A year to the day since the Utah Supreme Court heard oral arguments in a case testing the extent of the Legislature’s ability to gerrymander political boundaries and rewrite voter-approved initiatives, the justices have made their decision and will issue their opinion in the case Thursday.

At the heart of the issue is the lawsuit filed by a the League of Women Voters, Mormon Women for Ethical Government and a group of Salt Lake County voters who contend the Legislature gerrymandered the state’s congressional districts, carving the most populous and liberal county into four safe Republican districts and depriving them of congressional representation.

The redistricting, they contend, flew in the face of the Better Boundaries ballot initiative, approved by voters in 2018, creating a politically independent redistricting commission and attempting to impose guidelines that would prevent the Republican-dominated Legislature from slicing and dicing areas for political advantage.

The Legislature rewrote that law, watering it down to the point where the maps provided unanimously by the independent commission were merely recommendations that the Legislature could ignore the commission and draw the lines as they saw fit.

Attorneys for the Legislature argued in the lower court and before the justices last year that the Constitution vests lawmakers with the power to redistrict and the courts don’t have the power to question or alter the outcome. If voters don’t like the maps, they should vote out the legislators who drew them, the lawyers argued.

If the Supreme Court rules the maps were invalid, they could send the issue back to a lower court or tell the Legislature to redraw the congressional boundaries (the plaintiffs in the suit did not challenge any of the legislative districts). New boundaries could not take effect until the 2026 election.

Utah’s four members of the U.S. House of Representatives quietly submitted a brief to the court last spring asking the court to throw out the lawsuit, adding, they said, “There’s no constitutional right to be free from partisan gerrymandering.”

“From our perspective, we’ve been consistent for over seven years in saying voters should pick politicians, not the other way around,” Katie Wright, executive director of Better Boundaries, said on Wednesday. “We’re hopeful the court comes to the same conclusion.”

But the larger issue that arose during those Supreme Court arguments: Do legislators have the power to fundamentally undo ballot-passed voter initiatives? Or does a provision of the Utah Constitution stating that “All political power is inherent in the people … and they have the right to alter or reform their government” give the courts the power to step in when legislators reverse the will of voters?

Justice Paige Petersen pointed out during arguments last year that, if lawmakers can undo every initiative passed by voters, the constitutional provision giving power to the people becomes meaningless.

“When do the people have the last word?” Petersen asked. “You’re saying they can’t have the last word through the initiative process. People structurally don’t ever have the last word.”

Justice John Pearce suggested that courts could exercise a higher level of scrutiny in instances when legislators fundamentally change a ballot measure that would “alter or reform their government,” as they did in this case.

Should the justices wade into that issue, it could have impacts beyond the gerrymandering lawsuit. In addition to the Better Boundaries initiative in 2018, voters passed two other ballot measures — one legalizing medical cannabis in the state and one expanding Medicaid coverage to more low-income Utahns.

The Legislature significantly altered all three.

If Pearce’s theory prevails, the Legislature may be constrained from taking similar measures in the future.

“It goes back to the accountability issue,” said Jeff Merchant, executive director of the progressive group Alliance For A Better Utah. “When the people have made a decision, does the Legislature have carte blanche authority to go in and undo what was done? I think that is what most people have been concerned about from the beginning with the way the Legislature did this, particularly in the context of something that … is the basis of the people’s ability to select the people they want to represent them.”
--------------------------------
From the article on Utah's redistricting case, extract everything from "Justice John Pearce" down to "in this case.", copying it word for word.

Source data
--------------------------------
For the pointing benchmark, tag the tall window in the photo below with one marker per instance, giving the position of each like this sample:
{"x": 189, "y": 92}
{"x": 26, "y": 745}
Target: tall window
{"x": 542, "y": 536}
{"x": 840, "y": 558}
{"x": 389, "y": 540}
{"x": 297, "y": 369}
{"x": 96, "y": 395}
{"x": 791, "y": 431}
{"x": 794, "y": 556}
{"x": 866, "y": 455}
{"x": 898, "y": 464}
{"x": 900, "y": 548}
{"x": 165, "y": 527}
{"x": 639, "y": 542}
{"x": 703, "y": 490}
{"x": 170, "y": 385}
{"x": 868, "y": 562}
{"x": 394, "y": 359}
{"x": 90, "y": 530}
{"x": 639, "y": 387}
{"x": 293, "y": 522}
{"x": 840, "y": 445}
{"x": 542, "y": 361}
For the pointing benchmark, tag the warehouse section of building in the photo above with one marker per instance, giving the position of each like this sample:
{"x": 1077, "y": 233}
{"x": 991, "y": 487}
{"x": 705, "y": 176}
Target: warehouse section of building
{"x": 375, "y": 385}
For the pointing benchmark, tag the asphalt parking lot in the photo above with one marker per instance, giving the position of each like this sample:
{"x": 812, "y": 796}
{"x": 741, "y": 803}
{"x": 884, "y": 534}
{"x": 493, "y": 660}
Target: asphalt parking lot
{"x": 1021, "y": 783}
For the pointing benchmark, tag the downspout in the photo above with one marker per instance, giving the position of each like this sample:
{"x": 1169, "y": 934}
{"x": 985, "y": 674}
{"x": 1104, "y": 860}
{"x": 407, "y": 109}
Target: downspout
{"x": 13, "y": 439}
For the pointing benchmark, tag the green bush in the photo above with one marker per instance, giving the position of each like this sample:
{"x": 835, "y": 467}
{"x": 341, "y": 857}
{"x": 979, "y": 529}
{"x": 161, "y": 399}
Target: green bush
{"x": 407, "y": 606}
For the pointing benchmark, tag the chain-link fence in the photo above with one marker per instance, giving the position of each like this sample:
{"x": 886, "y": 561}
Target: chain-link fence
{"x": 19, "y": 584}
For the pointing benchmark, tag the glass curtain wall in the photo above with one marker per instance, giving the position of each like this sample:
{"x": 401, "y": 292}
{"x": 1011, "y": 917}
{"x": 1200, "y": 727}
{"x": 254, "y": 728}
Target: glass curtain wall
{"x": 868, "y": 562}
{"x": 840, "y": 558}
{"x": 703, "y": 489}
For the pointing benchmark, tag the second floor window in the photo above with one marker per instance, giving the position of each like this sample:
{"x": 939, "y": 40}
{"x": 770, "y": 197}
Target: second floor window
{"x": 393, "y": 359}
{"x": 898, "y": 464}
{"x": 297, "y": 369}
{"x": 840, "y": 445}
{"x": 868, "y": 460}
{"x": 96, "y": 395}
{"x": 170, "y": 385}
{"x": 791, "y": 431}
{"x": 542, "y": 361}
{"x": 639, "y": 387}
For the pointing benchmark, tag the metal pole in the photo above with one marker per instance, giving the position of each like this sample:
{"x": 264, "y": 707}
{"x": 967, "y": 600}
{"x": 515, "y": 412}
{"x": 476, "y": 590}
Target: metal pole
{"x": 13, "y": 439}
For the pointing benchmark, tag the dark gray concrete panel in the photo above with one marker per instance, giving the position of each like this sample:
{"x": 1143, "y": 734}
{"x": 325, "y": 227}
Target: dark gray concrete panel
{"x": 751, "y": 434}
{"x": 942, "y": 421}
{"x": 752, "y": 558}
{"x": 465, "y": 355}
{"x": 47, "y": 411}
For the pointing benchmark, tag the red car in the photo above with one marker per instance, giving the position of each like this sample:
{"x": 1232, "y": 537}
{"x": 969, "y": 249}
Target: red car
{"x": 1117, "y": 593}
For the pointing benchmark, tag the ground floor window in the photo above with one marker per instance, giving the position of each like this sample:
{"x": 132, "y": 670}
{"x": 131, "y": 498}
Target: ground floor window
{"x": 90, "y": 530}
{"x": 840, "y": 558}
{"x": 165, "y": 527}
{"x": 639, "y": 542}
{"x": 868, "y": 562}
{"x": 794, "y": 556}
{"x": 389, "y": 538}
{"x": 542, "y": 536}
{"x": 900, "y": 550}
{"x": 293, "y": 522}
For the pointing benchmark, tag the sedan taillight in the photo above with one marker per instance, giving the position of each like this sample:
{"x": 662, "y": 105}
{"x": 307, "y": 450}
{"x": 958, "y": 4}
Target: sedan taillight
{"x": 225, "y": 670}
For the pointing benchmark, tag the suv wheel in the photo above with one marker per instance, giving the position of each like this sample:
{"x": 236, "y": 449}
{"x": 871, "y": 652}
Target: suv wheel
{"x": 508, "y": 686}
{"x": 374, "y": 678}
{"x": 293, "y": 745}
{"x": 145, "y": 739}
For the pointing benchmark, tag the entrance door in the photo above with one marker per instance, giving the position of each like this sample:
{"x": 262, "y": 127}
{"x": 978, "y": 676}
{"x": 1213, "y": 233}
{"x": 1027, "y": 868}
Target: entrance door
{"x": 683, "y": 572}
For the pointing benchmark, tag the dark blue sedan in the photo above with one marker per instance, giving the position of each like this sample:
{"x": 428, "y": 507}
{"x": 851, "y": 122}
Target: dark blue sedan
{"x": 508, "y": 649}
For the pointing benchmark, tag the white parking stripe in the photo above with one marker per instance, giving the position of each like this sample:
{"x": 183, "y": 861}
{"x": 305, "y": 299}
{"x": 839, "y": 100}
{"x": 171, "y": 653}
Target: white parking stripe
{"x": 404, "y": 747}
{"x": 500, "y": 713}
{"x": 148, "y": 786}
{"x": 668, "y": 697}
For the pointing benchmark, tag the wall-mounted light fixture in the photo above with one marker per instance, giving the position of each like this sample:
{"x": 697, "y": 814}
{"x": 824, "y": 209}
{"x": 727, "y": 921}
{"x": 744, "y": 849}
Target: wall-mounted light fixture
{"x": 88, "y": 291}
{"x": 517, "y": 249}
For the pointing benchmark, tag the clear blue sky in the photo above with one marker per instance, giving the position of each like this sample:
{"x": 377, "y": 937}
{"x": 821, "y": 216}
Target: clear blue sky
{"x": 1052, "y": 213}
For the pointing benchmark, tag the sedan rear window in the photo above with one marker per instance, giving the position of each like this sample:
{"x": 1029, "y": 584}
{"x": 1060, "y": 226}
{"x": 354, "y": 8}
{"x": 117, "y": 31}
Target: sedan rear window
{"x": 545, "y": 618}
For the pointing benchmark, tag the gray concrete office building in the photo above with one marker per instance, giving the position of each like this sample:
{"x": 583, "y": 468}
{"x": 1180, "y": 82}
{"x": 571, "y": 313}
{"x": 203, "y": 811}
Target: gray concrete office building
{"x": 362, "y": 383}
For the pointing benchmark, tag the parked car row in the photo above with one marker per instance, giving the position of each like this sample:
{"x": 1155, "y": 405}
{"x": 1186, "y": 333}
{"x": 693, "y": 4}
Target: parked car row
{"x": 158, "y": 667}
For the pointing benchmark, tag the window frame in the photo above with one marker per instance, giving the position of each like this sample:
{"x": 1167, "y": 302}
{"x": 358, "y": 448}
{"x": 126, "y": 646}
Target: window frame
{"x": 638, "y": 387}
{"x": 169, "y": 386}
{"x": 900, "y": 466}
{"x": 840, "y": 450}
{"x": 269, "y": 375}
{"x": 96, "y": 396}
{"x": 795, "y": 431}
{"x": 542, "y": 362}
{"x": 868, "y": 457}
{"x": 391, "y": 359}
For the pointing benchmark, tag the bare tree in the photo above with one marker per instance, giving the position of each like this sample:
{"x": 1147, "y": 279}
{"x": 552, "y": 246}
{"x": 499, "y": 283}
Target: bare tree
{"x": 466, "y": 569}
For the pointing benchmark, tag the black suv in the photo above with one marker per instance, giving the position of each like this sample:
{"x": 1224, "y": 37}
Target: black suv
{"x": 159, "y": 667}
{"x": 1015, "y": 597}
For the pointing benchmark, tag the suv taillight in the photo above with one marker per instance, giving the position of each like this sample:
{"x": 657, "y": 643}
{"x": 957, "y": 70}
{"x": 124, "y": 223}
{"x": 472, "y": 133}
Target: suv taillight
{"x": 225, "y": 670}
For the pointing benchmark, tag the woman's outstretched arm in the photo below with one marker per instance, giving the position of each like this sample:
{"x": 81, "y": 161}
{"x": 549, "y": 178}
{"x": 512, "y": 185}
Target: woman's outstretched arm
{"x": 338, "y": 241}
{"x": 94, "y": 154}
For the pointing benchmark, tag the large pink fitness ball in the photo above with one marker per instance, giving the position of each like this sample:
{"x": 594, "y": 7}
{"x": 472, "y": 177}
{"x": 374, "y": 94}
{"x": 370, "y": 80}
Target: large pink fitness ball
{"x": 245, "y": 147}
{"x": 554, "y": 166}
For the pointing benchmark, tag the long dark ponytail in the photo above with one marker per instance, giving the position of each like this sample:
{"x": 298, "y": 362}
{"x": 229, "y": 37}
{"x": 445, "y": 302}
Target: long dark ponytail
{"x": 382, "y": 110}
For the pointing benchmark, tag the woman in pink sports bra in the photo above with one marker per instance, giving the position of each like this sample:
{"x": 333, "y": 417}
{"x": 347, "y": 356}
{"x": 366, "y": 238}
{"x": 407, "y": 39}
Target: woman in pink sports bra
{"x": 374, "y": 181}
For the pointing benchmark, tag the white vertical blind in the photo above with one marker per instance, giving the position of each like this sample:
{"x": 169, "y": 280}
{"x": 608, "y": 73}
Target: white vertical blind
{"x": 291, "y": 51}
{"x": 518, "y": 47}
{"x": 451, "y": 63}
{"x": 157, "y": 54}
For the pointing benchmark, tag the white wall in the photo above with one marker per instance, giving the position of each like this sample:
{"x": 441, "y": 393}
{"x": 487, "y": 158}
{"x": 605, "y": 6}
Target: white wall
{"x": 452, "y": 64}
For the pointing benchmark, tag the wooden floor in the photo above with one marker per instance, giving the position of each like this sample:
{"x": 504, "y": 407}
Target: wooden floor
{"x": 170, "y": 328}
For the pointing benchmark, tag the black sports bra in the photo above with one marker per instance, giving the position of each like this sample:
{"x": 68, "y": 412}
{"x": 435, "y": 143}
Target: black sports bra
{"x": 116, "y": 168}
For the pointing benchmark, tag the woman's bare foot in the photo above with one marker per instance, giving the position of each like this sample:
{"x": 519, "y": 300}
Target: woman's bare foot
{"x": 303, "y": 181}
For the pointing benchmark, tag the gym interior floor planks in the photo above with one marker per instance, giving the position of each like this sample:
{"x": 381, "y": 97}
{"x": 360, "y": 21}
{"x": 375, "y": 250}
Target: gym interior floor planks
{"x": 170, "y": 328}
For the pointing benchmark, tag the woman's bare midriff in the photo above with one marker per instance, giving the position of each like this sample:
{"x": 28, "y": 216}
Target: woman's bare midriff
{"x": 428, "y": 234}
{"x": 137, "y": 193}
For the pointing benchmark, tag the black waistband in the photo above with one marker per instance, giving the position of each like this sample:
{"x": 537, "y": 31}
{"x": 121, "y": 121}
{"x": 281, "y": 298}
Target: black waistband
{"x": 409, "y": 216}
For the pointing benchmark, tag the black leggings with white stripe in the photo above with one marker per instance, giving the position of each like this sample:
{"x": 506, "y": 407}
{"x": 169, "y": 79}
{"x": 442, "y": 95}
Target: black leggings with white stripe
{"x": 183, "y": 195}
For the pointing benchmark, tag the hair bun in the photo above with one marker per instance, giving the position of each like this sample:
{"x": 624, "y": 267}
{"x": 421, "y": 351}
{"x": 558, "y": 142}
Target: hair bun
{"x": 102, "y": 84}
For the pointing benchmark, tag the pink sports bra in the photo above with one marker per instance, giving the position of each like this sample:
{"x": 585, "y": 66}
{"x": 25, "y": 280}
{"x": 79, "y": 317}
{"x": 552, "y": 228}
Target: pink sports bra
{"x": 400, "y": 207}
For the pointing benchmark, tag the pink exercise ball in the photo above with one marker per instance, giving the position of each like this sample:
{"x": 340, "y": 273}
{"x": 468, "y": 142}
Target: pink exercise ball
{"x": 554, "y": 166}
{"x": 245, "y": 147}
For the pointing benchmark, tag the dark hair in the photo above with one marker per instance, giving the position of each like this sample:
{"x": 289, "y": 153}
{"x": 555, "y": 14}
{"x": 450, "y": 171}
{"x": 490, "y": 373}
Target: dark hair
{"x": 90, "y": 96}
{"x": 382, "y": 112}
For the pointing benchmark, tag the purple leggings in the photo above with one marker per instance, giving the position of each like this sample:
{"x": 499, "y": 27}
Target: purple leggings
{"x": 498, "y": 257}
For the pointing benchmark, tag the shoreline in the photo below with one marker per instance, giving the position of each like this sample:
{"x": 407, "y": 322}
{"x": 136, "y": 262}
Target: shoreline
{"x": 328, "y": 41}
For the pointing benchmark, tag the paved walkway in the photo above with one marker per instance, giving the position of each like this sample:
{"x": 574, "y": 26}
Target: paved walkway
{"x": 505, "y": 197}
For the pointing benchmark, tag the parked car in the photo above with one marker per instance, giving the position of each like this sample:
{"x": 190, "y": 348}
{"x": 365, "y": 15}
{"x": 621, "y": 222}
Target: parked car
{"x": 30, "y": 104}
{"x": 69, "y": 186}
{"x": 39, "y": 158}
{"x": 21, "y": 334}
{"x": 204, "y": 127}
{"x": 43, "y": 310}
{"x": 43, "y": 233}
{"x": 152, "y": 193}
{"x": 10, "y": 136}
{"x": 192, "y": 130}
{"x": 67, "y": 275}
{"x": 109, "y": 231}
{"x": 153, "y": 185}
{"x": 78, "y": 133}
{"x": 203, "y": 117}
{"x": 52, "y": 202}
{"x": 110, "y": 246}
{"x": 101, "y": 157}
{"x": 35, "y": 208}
--------------------------------
= Task answer =
Justice John Pearce suggested that courts could exercise a higher level of scrutiny in instances when legislators fundamentally change a ballot measure that would “alter or reform their government,” as they did in this case.